▶ RECORDED DATA:

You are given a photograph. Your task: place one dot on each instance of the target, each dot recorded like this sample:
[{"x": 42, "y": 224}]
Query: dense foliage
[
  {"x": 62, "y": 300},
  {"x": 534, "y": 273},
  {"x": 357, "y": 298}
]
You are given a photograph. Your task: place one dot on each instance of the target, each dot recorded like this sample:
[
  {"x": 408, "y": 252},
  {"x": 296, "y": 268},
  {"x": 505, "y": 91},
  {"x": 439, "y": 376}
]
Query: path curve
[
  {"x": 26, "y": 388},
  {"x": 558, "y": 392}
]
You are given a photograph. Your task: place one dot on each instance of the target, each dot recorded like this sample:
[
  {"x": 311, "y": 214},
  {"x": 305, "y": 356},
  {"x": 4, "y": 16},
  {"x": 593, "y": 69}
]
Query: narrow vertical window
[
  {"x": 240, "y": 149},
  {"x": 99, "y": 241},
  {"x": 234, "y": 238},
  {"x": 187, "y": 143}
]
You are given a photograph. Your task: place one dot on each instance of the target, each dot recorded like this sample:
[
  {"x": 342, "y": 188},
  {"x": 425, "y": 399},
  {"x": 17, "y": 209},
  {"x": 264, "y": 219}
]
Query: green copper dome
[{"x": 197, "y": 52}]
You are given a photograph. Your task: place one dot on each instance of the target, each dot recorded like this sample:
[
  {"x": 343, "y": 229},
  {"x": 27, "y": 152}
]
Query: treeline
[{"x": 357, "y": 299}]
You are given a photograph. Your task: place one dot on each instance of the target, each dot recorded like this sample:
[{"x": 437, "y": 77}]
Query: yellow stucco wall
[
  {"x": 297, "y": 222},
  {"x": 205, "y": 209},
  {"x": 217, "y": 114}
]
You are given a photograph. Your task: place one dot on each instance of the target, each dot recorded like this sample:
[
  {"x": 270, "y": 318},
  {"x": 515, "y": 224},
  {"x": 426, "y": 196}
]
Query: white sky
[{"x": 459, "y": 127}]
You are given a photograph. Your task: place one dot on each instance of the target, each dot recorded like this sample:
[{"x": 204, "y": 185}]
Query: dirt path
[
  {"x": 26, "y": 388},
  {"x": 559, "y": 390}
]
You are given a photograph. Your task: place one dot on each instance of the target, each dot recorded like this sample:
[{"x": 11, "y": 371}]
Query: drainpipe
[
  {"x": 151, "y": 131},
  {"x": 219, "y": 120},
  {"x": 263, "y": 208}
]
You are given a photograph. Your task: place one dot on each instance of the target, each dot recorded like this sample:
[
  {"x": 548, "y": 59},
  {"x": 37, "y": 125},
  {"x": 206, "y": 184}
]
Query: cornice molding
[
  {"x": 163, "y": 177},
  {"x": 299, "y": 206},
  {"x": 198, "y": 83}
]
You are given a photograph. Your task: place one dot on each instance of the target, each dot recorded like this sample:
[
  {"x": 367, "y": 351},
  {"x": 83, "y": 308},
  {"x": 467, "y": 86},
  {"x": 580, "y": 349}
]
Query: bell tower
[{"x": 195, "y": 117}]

▶ TASK STATEMENT: Nothing in the listing may be changed; retype it all exactly.

▶ RESPONSE FOR THIS EXERCISE:
You are given a photograph. Your task: place one dot on each instance of the target, each dot recorded like this sample:
[{"x": 42, "y": 224}]
Query: dense foliage
[
  {"x": 62, "y": 300},
  {"x": 534, "y": 273},
  {"x": 357, "y": 298}
]
You are given a photograph. Your task: place one dot on each instance of the target, each dot recorded like this sample:
[
  {"x": 408, "y": 252},
  {"x": 296, "y": 268},
  {"x": 505, "y": 91},
  {"x": 439, "y": 376}
]
Query: path curve
[
  {"x": 26, "y": 388},
  {"x": 558, "y": 392}
]
You are given a photograph. Your task: place one dot on each instance of the target, each dot recorded like this sample:
[
  {"x": 311, "y": 214},
  {"x": 305, "y": 356},
  {"x": 4, "y": 16},
  {"x": 593, "y": 69}
]
Query: narrow vertical window
[
  {"x": 240, "y": 149},
  {"x": 99, "y": 241},
  {"x": 234, "y": 238},
  {"x": 187, "y": 143}
]
You are given a photograph. Your task: place one dot on each instance of the target, each dot recorded like this sample:
[
  {"x": 342, "y": 188},
  {"x": 425, "y": 399},
  {"x": 17, "y": 209},
  {"x": 264, "y": 219}
]
Query: green copper dome
[{"x": 197, "y": 52}]
You are given a photograph. Your task: place one dot on each instance of the target, each dot recorded like this sample:
[
  {"x": 343, "y": 229},
  {"x": 27, "y": 152}
]
Query: treeline
[{"x": 357, "y": 299}]
You are given a photograph. Your task: place one dot on each instance of the target, each dot recorded like this sample:
[{"x": 437, "y": 77}]
Query: yellow stucco wall
[
  {"x": 297, "y": 222},
  {"x": 205, "y": 209},
  {"x": 217, "y": 114}
]
You are given a photograph. Your task: place one dot on each instance of the target, each dot recorded like this sample:
[
  {"x": 270, "y": 318},
  {"x": 515, "y": 224},
  {"x": 426, "y": 196}
]
Query: white sky
[{"x": 459, "y": 127}]
You are given a photograph. Your task: place one dot on each instance of the target, each dot recorded like this sample:
[{"x": 204, "y": 185}]
Query: dirt path
[
  {"x": 26, "y": 388},
  {"x": 559, "y": 390}
]
You are given a photograph. Your task: place one dot on each instance of the target, each dot recorded like this sample:
[{"x": 11, "y": 371}]
Query: drainpipe
[
  {"x": 151, "y": 131},
  {"x": 219, "y": 120},
  {"x": 263, "y": 208}
]
You are given a photograph. Your task: place one dot on each instance of the target, each dot recorded like this sample:
[
  {"x": 548, "y": 59},
  {"x": 37, "y": 125},
  {"x": 206, "y": 184}
]
Query: cornice molding
[
  {"x": 163, "y": 177},
  {"x": 299, "y": 206},
  {"x": 198, "y": 83}
]
You are given a photograph. Your task: place one dot on each instance of the target, each dot recorded like this sample:
[
  {"x": 367, "y": 351},
  {"x": 83, "y": 308},
  {"x": 467, "y": 86},
  {"x": 580, "y": 349}
]
Query: bell tower
[{"x": 195, "y": 117}]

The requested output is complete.